::: TEXTE SOURCE :::

• Des réformes orthographiques ; de la crédulité.

    RÉFORME ORTHOGRAPHIQUE

    Aberrant ? Certes. Inquiétant ? Absolument pas.

     

    Quelque illuminés que soient les instigateurs de ces prétendues réformes, de ces actes de loi — comme si l'orthographe dépendait de lois, malheureux ! — sans queue ni tête, disposés, selon toute vraisemblance, à effacer d'un revers de main l'histoire même de la langue française ; quelque éplorés que soient leurs lecteurs, je me désole toujours autant de constater la crédulité générale — et davantage maintenant qu'elle se trouve relayée par les réseaux sociaux et autres calamités technologiques —, comme quelque naïveté si pharaonique qu'elle dégénère, et je voudrais, puisque cela m'est permis, faire passer le message qui suit.

     

    Non, ce ne sont pas quelques hommes qui décident ad libitum de l'orthographe à employer, d'une part parce que personne ne suivra ces réformes, d'autre part parce qu'elles n'ont aucun pouvoir sur la langue en ce qu'elles ne sont et ne seront effectivement pas assimilées. Toute étymologie a un sens, une explication, quoique l'on n'en connaîtra jamais la subtilité dans son entièreté, ce qui du reste est tout à fait naturel, évident tout autant que passionnant. Tout mot a sa trace et l'on n'éponge pas l'encre des moines copistes distillée sur des siècles entiers ; on ne peut jeter les chairs textuelles de la guerre, partie intégrante et intégrée de notre société, incrustée — hélas ! — ; on ne peut ignorer la voix cave des racines qui s'attachent ; tout cela ne se peut avec une réforme. C'est ubuesque, dérisoire de croire que cela aura quelque répercussion que ce soit. Il faut arrêter de s'abaisser au niveau de ces textes qui périront bientôt dans les flammes des ans, alors que l'orthographe raisonnée, logique, persistera — au grand dam des illettrés, mais il faut comprendre que c'est là la cinquième roue du carrosse linguistique ; une bonne fois pour toutes, arrêtons de nous voiler la face : il n'attendra personne.

     

    Non, l'accent circonflexe n'est pas voué à disparaître, du moins certainement pas du fait d'un soubresaut soi-disant intellectuel. Je vous le demande : qu'est-ce qu'un intellectualisme qui piétine toute une civilisation pour se faire plus accessible ? Je doute que l'on attende des mathématiques qu'elles se plient aux ordres de ceux qui n'y comprennent rien. Il serait bon de méditer sur cela avant de vouloir réformer l'orthographe.

     

    De facto, non, les orthographes ne changeront pas ainsi ; en aucun cas on ne s'enferrera dans le décharnement meurtrier de la langue. L'orthographe est une norme, cette norme un phénomène évolutif à long terme et dont par conséquent les résultats ne s'observent pas instantanément. J'aurais envie de prendre l'image de l'enfant observant son gâteau cuire, mais c'est évidemment une lubie calamiteuse que de se croire investi de l'évolution de l'orthographe. L'homme n'a aucune prise sur sa langue ; seule la masse d'hommes y peut, et l'on sait bien, depuis la tour de Babel, que cette masse est aussi informe que désordonnée...

::: DONNÉES EXTRAITES :::

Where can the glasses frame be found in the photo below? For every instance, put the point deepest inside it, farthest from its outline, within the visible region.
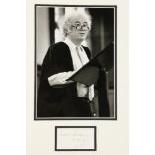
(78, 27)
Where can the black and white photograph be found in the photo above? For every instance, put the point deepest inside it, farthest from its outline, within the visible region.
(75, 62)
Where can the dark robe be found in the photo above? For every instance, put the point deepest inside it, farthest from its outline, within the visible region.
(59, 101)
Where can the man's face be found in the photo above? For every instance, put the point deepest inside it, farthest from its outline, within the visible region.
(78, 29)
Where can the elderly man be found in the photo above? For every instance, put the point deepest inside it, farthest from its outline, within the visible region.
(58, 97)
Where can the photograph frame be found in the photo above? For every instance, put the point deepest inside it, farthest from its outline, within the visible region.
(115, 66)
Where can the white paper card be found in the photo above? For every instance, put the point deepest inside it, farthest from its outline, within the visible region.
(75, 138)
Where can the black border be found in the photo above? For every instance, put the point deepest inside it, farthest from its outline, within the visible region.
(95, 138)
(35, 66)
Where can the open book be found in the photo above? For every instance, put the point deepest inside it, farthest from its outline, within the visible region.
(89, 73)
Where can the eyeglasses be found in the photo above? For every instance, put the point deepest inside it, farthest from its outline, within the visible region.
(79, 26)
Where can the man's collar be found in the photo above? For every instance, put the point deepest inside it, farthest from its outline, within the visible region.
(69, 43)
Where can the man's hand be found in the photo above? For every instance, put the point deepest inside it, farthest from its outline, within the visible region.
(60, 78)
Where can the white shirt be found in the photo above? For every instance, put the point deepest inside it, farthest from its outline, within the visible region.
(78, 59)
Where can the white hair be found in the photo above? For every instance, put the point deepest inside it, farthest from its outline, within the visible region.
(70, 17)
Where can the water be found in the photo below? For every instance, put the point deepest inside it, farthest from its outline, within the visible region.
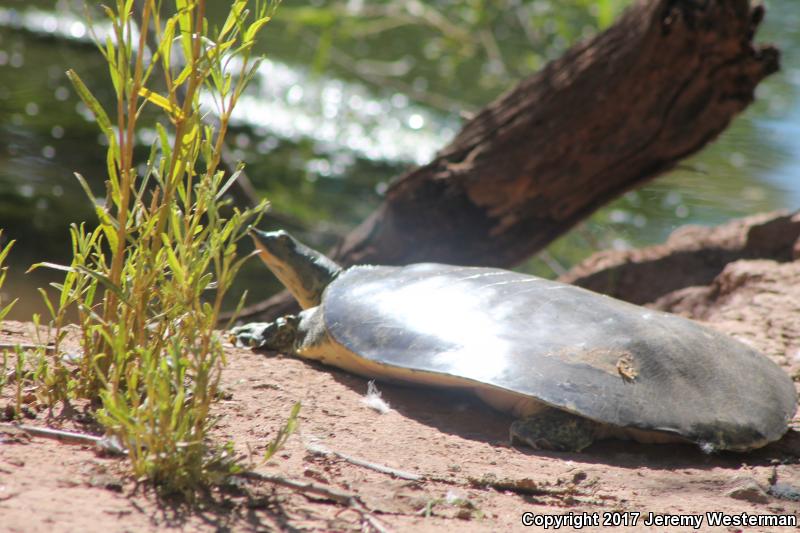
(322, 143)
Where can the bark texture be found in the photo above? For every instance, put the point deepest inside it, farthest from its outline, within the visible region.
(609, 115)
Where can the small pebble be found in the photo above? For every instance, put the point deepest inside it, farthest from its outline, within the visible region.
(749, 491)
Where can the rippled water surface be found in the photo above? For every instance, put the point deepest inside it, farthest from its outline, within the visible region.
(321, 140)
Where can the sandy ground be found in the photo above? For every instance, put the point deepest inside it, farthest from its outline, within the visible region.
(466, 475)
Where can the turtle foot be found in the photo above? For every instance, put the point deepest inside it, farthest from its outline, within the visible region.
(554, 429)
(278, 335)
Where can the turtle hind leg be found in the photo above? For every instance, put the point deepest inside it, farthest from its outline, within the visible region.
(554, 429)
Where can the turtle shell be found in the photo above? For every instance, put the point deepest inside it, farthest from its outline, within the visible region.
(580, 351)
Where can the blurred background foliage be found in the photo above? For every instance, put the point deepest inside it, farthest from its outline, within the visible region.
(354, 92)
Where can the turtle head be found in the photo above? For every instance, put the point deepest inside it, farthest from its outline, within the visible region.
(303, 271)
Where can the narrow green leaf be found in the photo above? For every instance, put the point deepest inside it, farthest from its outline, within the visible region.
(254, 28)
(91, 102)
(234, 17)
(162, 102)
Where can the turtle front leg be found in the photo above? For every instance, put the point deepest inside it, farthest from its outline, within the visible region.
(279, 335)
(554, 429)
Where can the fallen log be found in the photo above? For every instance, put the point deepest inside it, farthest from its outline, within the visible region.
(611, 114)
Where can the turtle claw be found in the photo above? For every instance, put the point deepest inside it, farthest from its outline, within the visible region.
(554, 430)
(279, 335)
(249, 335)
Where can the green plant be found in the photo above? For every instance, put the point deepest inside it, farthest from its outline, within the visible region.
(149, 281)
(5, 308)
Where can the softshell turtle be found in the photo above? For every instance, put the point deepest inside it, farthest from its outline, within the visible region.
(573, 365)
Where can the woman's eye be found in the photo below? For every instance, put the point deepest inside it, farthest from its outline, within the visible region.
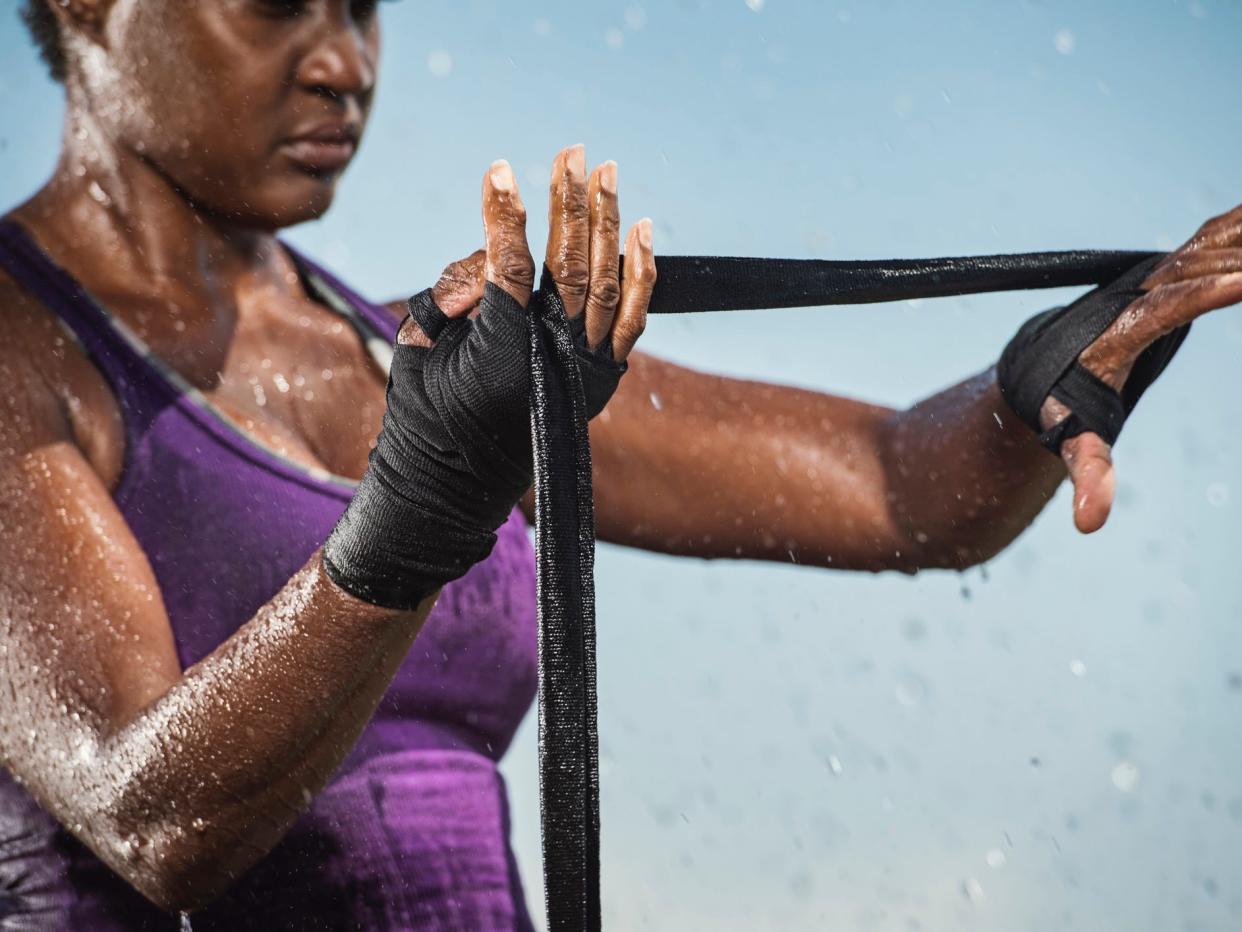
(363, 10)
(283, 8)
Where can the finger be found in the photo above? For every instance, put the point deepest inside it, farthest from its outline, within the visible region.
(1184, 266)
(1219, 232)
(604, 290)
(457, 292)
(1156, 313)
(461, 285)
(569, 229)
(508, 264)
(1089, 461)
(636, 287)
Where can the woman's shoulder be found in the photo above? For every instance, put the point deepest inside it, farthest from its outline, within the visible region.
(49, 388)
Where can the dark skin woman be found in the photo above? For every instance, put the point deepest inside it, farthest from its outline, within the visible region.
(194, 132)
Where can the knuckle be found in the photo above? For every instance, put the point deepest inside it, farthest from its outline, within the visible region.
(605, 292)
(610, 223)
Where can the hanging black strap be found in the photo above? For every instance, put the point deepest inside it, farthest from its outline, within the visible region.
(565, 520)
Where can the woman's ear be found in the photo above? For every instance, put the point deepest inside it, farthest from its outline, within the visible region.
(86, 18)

:::

Prolongez le texte sur la réforme orthographique au-delà de sa dernière phrase. Les enregistrements proviennent d'une autre source que le texte sur la réforme orthographique.

[RÉSULTAT FINAL]:
     

    Plus sérieusement, m'est avis que l'argument social est audible et pourtant irrecevable. S'il y a des disparités dans les niveaux en orthographe en France, cette constatation ne peut être totalement enfantée par la seule difficulté de la langue. Il n'en ressort par moins que le français est une langue et que les Français sont censés savoir la lire et l'écrire. Ce n'est pas en charcutant ses bases — très fragiles, précieuses — que l'on y fera grand-chose, d'autant plus que cela revient à proposer des variantes orthographiques diverses et encombrantes pour l'écriture d'un seul mot. Je m'interroge alors : en quoi cela peut-il aider ceux qui ont des difficultés avec l'orthographe ? Je regrette, mais autoriser trois, quatre, cinq orthographes pour un seul mot, ce n'est pas aider une personne à choisir la bonne, cela revient uniquement et je dis bien uniquement à détruire l'aspect normatif de l'orthographe ; là est l'aberration. N'est-ce pas plutôt à l'éducation d'être revue ? à ses accès d'être renforcés ? à sa fermeté stricte mais claire d'antan d'être à nouveau envisagée comme vecteur d'un travail salutaire aux enfants tout particulièrement ? Enfin, il est évident que c'est au Français de s'adapter à la langue et non à la langue de s'adapter au Français. Un peu de bon sens ne serait pas de refus. Néanmoins, je le répète, ce n'est que du vent — et fort heureusement.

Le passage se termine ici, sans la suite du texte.